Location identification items
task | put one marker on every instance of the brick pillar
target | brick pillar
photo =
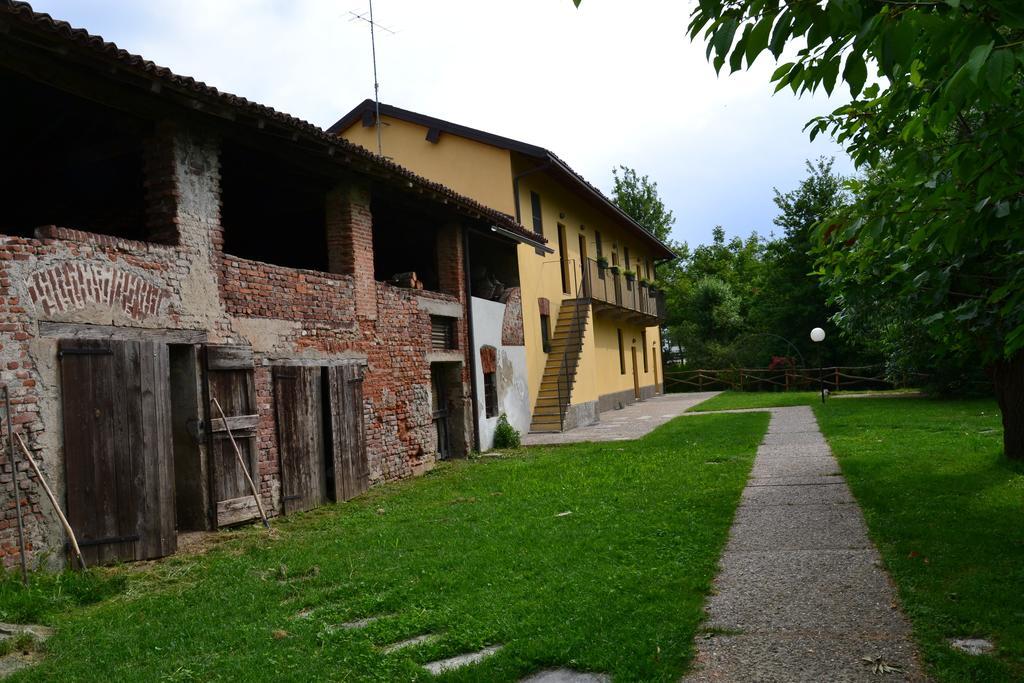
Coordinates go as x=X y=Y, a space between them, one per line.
x=350 y=243
x=161 y=186
x=451 y=270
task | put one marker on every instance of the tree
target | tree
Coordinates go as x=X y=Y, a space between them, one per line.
x=936 y=118
x=637 y=196
x=793 y=300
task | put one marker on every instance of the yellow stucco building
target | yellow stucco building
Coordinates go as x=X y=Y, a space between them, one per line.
x=590 y=314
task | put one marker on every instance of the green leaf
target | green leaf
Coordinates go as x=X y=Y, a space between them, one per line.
x=781 y=33
x=724 y=34
x=757 y=41
x=736 y=58
x=978 y=56
x=781 y=71
x=855 y=73
x=1000 y=69
x=829 y=72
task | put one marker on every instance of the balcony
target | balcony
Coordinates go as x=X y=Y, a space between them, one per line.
x=613 y=295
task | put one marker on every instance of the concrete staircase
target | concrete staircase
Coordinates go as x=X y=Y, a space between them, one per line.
x=566 y=345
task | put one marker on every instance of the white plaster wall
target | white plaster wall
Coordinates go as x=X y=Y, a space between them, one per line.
x=513 y=391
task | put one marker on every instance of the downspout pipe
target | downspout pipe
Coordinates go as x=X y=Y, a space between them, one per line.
x=515 y=186
x=469 y=339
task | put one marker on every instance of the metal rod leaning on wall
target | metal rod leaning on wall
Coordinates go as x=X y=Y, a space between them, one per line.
x=242 y=463
x=53 y=501
x=17 y=488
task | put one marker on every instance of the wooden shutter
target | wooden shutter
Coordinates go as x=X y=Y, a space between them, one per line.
x=351 y=471
x=300 y=436
x=535 y=202
x=441 y=333
x=230 y=381
x=118 y=447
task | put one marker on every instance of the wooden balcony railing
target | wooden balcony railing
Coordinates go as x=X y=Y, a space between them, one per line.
x=605 y=286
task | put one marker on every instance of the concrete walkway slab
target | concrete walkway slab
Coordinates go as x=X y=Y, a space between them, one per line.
x=795 y=467
x=835 y=494
x=461 y=660
x=799 y=527
x=630 y=423
x=798 y=480
x=566 y=676
x=802 y=592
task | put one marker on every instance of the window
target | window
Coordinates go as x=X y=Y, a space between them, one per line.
x=442 y=335
x=622 y=354
x=535 y=201
x=491 y=394
x=488 y=366
x=643 y=343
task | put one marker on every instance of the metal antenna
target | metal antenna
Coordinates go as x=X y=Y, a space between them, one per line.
x=373 y=46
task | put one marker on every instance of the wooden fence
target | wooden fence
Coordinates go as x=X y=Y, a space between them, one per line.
x=782 y=379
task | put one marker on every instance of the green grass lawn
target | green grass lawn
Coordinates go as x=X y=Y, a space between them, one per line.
x=475 y=552
x=946 y=511
x=732 y=400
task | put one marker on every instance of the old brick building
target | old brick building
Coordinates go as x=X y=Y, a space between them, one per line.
x=168 y=251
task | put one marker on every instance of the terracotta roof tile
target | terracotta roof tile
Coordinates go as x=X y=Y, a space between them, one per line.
x=24 y=12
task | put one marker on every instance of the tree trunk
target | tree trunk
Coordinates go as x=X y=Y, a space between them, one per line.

STATED TASK
Rename "wooden" to "timber" everywhere it occurs in the items above, and reproduce all of them with nothing else changed. Leave the pictures out.

EXERCISE RESPONSE
task | put one marker on every instance of the brick pillar
target | brick pillar
photo =
Coordinates go as x=X y=Y, a space between them, one per line.
x=350 y=243
x=161 y=186
x=451 y=270
task | put one marker on every instance of the tree
target | tree
Coordinates go as x=X y=Y, a space between them, one per line.
x=936 y=118
x=637 y=196
x=793 y=300
task | put one marker on every instance of the yellow stucco building
target | yellow stucco building
Coordinates go as x=X y=Y, a space between them, one per line.
x=590 y=314
task | put one marker on every instance of the green leaf
target | green leaf
Coordinates go as x=X y=Y, a space between them, one per line.
x=781 y=33
x=724 y=34
x=757 y=41
x=736 y=58
x=978 y=56
x=781 y=71
x=855 y=73
x=1000 y=69
x=829 y=72
task | put one marker on every instance of the balcony
target | balcony
Coordinates go as x=X y=Y, a space between them, one per line.
x=613 y=295
task | put one marker on every instance of the concrete staircase
target | concrete staircase
Coordinates go as x=X y=Y, a space between them, one per line.
x=566 y=345
task | put one marker on every instance of the white plaster wall
target | white plaster wall
Coordinates go as x=X y=Y, a space between them, one per line.
x=513 y=391
task | put one marker on every instance of the downspout pipe
target | downspout pipe
Coordinates go as x=X y=Y, a space between them, one per line.
x=515 y=186
x=469 y=339
task | put one marker on every instance of the metal rod leaning on wall
target | metal rod leaning on wall
Coordinates go as x=X y=Y, a space between them, one per line.
x=242 y=463
x=53 y=501
x=17 y=488
task | put one marker on every instance of the timber shutter
target | timber shutter
Coordinates go as x=X y=Y, a space between them, one per line.
x=351 y=471
x=300 y=436
x=535 y=202
x=441 y=333
x=230 y=381
x=118 y=447
task | put one marker on every instance of the timber balcony railing
target | timber balcony railing
Coordinates go as x=X y=Y, a space between them, one per line.
x=605 y=286
task | put one marker on every instance of the concrete walkway slab
target | concrete walkway slab
Coordinates go as x=X y=Y, a space between them, one per line.
x=795 y=467
x=835 y=494
x=461 y=660
x=799 y=527
x=630 y=423
x=798 y=480
x=566 y=676
x=802 y=592
task | put one marker on every instance of the window
target | window
Coordinates go as x=X y=Y, a space between them, one per line.
x=442 y=335
x=622 y=354
x=535 y=201
x=491 y=394
x=488 y=366
x=643 y=343
task | put one marker on every instance of the metal antenna
target | metal antenna
Coordinates go as x=X y=Y, a space between them, one per line.
x=373 y=46
task | put one marker on every instance of the timber fence
target | timber fence
Coordinates go as x=X y=Y, a space between them, one per line.
x=782 y=379
task | put one marker on every instance of the green grass lawn
target | green grass lawn
Coordinates go as x=X y=Y, a space between them, one per line.
x=475 y=552
x=946 y=511
x=732 y=400
task | put one marker on every instance of the old brick building
target | old brick building
Coordinates go as x=X y=Y, a space between them, one per line.
x=168 y=251
task | put one marker on every instance of the terracotta roof tile
target | terracotta roof tile
Coordinates go as x=X y=Y, a space between them, one per line.
x=24 y=12
task | put one marker on every instance of the tree trunk
target | tree trunk
Coordinates go as x=X y=Y, a space between them, one per line.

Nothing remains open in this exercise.